* **Problem statement**
Copy out every line below that contains the word "basket".

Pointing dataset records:
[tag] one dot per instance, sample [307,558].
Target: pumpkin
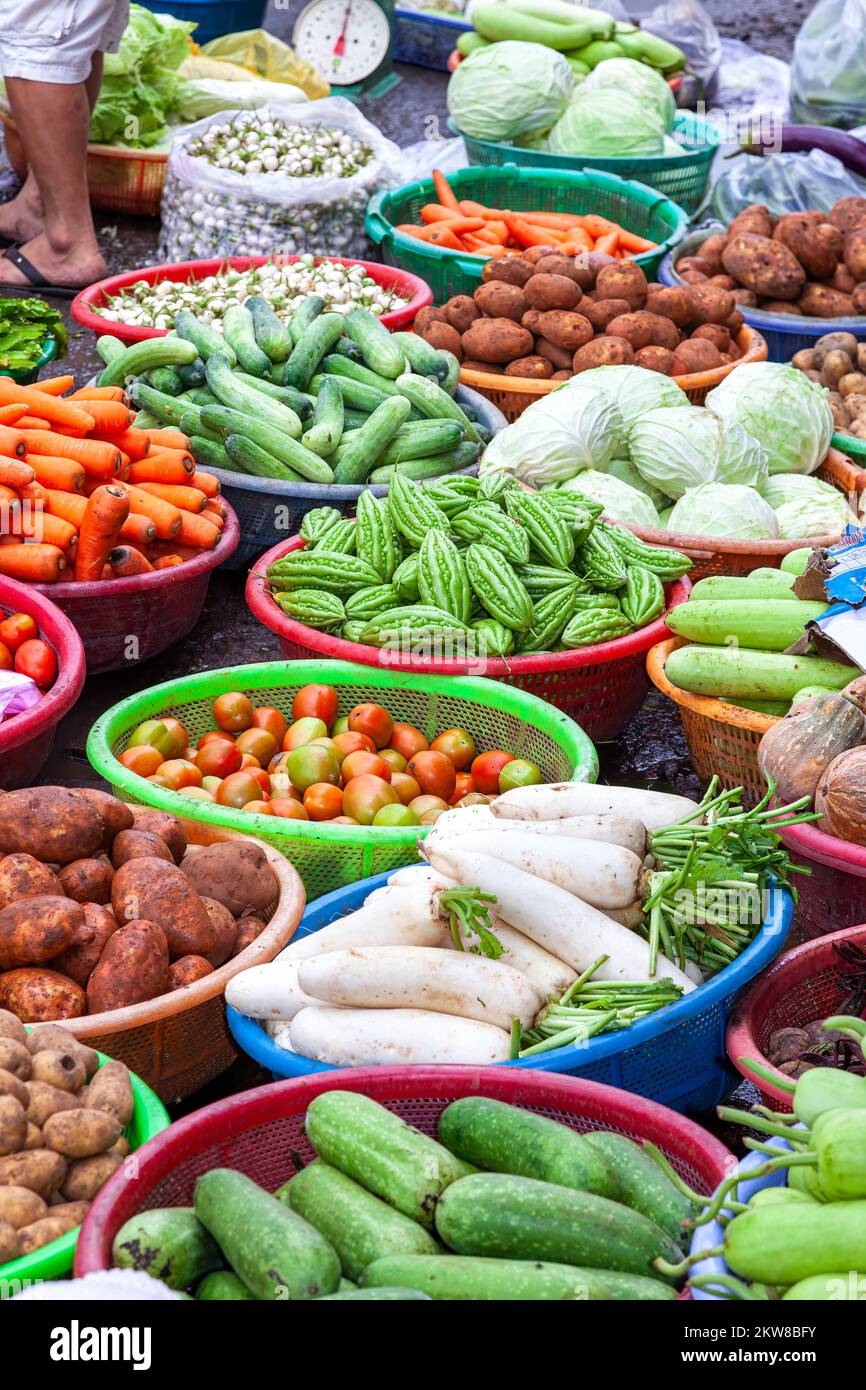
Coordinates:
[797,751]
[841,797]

--

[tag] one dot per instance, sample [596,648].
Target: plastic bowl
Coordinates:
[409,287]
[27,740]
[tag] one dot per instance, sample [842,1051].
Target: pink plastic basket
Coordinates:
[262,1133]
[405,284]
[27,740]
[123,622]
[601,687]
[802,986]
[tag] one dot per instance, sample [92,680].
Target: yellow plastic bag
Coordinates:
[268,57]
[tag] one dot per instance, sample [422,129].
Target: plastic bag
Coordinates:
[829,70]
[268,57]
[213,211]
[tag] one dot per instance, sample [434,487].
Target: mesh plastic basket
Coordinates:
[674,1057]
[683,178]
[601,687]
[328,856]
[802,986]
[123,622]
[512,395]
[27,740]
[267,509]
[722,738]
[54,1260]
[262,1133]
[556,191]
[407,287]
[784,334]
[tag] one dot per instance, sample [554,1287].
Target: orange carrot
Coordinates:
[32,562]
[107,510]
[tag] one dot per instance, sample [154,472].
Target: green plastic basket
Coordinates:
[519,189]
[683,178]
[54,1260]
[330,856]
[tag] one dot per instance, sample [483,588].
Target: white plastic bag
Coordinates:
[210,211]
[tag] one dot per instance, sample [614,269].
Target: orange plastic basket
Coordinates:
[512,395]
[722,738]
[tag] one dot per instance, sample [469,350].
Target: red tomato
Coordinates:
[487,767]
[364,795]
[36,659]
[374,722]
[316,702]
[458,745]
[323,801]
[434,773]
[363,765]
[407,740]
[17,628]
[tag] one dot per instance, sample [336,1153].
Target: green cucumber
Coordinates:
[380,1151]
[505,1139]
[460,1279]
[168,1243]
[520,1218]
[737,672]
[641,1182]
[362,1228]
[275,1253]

...

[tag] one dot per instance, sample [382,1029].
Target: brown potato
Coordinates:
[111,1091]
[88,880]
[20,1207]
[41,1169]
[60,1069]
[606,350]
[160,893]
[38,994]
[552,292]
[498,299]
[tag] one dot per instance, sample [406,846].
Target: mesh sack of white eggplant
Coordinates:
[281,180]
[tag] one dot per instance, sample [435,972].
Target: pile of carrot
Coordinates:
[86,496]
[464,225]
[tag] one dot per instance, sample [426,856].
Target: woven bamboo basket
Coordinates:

* **Result below**
Target: pink plastic basket
Target: mesh plastic basket
Target: green plastic basket
Target: orange plastic basket
Target: woven bamboo basket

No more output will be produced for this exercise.